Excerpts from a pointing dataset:
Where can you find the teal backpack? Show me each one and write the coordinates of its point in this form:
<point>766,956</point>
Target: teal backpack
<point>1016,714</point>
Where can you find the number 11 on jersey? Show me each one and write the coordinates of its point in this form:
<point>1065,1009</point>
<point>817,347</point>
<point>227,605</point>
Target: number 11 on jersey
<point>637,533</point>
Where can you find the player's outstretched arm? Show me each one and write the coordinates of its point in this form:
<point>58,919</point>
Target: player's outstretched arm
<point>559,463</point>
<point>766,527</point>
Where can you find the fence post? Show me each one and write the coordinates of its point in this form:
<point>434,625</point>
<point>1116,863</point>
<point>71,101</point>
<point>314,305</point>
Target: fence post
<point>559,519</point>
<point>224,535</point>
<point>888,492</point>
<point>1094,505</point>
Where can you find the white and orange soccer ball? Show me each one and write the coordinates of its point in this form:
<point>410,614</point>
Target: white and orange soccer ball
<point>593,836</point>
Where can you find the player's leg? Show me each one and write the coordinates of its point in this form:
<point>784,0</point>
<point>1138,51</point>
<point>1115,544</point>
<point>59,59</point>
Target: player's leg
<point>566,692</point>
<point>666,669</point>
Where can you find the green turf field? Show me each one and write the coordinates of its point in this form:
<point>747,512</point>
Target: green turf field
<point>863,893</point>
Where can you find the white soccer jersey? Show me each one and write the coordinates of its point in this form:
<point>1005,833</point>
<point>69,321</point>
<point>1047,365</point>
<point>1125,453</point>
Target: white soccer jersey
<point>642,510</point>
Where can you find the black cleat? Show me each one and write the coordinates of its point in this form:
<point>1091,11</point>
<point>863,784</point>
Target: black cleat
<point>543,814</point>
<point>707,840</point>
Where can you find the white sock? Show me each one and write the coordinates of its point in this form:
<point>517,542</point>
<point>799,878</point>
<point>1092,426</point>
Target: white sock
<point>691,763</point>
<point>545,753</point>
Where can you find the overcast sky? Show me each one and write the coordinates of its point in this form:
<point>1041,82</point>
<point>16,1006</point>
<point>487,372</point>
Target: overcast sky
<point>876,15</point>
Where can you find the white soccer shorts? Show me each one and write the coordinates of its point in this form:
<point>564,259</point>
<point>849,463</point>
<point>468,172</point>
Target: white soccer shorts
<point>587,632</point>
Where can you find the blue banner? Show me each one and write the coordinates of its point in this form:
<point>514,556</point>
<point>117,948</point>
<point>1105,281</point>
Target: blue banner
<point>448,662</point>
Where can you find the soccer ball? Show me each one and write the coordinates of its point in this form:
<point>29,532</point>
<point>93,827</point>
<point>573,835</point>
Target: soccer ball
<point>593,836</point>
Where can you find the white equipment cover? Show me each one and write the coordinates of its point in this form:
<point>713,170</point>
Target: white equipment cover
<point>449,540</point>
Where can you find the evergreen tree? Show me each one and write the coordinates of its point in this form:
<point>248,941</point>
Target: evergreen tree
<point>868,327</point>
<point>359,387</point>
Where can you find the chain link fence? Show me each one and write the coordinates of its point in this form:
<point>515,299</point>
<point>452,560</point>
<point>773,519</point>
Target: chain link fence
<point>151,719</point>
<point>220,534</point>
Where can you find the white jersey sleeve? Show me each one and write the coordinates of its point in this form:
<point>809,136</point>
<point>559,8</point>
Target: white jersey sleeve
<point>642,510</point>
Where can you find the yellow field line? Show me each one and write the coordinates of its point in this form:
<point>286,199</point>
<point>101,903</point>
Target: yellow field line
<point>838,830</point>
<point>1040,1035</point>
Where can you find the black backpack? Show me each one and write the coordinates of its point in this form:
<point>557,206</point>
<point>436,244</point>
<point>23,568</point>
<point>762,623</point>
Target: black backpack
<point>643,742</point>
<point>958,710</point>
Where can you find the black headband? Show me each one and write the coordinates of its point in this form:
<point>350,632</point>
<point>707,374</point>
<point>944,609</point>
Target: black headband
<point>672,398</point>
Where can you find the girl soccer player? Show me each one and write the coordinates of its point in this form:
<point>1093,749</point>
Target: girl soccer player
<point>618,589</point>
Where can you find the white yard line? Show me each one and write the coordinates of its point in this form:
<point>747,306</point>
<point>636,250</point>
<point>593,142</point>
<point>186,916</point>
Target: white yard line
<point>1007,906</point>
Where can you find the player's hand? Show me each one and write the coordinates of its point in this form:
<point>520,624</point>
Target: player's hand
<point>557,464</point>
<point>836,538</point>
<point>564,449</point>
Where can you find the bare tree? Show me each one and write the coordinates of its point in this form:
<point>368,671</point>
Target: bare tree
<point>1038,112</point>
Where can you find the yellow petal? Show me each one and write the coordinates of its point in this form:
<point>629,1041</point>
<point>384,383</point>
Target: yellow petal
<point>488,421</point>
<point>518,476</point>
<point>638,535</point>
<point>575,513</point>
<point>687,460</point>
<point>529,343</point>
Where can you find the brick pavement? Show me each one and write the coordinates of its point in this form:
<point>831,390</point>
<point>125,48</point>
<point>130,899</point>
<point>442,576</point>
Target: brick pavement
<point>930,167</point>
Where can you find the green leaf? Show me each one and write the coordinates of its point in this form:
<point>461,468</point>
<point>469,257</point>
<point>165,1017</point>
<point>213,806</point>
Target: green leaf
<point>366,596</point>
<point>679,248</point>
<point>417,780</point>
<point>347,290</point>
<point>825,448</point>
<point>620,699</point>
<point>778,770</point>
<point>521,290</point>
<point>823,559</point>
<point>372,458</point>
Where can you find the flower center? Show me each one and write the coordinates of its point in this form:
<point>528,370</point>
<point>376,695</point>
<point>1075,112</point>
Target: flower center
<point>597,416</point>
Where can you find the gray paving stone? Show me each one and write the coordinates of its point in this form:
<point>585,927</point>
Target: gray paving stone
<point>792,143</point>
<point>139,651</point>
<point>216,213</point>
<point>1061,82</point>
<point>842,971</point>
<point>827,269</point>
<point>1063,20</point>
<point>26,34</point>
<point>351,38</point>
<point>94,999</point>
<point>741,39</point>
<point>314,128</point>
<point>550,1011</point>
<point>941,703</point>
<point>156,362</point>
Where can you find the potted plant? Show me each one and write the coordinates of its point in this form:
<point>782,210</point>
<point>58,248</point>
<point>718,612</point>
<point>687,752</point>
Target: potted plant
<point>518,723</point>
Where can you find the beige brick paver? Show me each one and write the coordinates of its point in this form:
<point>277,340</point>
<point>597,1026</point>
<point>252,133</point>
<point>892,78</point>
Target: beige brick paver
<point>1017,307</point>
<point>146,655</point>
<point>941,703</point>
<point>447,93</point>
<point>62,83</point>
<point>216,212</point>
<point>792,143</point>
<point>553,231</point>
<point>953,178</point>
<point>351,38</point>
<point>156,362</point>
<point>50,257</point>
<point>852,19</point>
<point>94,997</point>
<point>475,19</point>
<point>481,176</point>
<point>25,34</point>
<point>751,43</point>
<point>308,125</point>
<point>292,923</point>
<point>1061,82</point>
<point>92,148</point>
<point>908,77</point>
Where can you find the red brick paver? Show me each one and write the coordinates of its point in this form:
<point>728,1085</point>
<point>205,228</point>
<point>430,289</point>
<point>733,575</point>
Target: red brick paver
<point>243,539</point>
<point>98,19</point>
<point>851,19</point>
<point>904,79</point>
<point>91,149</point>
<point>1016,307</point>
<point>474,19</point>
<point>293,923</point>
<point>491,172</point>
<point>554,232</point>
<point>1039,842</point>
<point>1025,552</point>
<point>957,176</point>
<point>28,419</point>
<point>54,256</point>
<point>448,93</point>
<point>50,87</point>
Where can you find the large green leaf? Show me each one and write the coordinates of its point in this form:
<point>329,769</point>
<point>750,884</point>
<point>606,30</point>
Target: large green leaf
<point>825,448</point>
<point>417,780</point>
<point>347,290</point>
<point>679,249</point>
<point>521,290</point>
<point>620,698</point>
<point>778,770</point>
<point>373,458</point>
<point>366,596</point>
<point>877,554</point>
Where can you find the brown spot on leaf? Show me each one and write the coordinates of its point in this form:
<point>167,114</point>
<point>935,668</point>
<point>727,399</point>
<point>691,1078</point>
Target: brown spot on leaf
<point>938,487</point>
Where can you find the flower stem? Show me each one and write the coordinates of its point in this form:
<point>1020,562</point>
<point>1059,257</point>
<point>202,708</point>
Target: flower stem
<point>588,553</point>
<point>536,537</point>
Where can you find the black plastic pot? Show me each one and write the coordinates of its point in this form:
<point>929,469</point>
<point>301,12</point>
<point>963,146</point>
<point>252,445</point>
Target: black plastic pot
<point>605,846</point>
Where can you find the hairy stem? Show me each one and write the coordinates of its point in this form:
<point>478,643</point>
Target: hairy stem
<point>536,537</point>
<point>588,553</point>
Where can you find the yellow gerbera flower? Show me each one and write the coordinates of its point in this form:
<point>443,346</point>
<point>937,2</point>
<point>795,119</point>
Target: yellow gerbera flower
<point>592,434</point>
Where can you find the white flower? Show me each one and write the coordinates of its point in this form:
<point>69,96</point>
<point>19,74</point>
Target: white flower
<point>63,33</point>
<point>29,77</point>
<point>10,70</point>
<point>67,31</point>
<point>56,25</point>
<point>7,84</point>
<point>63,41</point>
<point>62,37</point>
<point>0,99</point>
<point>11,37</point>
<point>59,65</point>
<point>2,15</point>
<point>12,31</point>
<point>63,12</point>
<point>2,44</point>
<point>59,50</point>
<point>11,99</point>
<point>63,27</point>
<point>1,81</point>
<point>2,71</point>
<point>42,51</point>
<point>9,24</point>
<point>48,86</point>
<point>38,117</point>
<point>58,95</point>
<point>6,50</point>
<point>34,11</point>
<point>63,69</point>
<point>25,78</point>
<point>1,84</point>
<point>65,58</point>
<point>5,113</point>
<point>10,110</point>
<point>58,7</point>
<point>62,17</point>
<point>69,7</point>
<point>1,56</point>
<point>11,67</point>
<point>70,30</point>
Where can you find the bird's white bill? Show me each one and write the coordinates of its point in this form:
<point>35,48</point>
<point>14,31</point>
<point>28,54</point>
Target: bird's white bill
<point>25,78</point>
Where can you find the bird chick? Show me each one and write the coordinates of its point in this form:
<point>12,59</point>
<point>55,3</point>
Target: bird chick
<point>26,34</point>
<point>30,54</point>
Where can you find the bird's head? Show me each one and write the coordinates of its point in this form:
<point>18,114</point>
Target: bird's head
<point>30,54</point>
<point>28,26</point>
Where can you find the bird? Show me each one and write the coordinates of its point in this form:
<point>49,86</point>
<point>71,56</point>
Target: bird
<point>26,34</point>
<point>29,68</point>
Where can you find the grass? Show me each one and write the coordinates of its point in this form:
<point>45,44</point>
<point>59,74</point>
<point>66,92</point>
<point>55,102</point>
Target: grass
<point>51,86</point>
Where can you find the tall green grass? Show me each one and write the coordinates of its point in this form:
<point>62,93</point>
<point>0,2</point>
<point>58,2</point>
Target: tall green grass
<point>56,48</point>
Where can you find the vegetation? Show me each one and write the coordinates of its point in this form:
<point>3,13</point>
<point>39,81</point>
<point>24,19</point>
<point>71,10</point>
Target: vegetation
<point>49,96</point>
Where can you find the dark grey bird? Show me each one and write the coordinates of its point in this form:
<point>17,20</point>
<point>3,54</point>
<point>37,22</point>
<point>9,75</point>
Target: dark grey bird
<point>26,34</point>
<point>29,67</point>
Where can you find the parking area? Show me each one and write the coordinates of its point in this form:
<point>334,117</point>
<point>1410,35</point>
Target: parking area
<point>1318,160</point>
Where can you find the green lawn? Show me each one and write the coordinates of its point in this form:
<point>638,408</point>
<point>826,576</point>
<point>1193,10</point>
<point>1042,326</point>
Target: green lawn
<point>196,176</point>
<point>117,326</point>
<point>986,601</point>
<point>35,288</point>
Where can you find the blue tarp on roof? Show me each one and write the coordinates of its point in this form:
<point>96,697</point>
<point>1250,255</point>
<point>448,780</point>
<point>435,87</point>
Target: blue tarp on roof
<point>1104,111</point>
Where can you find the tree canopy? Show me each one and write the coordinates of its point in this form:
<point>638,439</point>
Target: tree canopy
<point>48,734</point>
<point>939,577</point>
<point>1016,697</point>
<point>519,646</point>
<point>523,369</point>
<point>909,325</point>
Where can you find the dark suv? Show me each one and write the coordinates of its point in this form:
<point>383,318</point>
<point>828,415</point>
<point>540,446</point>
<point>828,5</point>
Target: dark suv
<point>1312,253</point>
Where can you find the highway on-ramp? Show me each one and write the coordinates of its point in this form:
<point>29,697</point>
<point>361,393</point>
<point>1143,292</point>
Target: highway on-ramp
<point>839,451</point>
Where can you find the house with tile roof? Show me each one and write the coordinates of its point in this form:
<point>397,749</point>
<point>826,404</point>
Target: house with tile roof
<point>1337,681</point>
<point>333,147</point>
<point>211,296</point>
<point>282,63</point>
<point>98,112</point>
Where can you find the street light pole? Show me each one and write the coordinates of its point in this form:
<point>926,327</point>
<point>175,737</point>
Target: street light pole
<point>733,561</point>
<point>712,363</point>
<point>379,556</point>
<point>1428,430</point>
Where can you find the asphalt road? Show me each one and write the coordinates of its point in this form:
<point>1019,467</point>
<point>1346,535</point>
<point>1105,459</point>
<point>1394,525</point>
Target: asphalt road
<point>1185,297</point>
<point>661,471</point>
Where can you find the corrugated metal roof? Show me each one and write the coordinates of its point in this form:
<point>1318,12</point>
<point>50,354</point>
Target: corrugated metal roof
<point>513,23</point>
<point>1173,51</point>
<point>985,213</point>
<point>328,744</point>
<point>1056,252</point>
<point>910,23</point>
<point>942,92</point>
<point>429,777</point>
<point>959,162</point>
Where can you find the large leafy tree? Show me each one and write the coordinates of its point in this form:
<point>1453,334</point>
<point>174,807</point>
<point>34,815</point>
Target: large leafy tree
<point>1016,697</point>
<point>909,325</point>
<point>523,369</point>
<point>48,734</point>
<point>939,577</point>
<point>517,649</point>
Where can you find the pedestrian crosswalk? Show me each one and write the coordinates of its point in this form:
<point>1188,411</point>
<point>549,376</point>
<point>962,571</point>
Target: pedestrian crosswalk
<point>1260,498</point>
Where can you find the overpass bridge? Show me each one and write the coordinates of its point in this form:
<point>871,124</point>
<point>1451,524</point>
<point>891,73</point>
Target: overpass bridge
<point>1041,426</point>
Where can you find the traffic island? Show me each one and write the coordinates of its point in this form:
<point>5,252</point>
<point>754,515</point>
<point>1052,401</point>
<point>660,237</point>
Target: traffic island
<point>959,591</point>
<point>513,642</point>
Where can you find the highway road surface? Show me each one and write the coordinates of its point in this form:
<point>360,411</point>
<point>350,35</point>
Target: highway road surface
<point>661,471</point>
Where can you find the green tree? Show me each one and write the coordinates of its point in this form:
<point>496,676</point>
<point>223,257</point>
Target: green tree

§ Given task: Give the rows from the line containing "Where can you find the soccer" through the line containing "<point>449,540</point>", both included, as a JSON list of strings with one string per line and no blank lines.

§ Exercise result:
[
  "Where can you find the soccer ball? Show me each one and write the coordinates of its point in this form:",
  "<point>29,532</point>",
  "<point>93,827</point>",
  "<point>573,835</point>",
  "Target: soccer ball",
  "<point>593,836</point>",
  "Where can you find the white equipment cover? Show me each one and write the coordinates of its point in this form:",
  "<point>713,170</point>",
  "Target: white equipment cover",
  "<point>449,540</point>"
]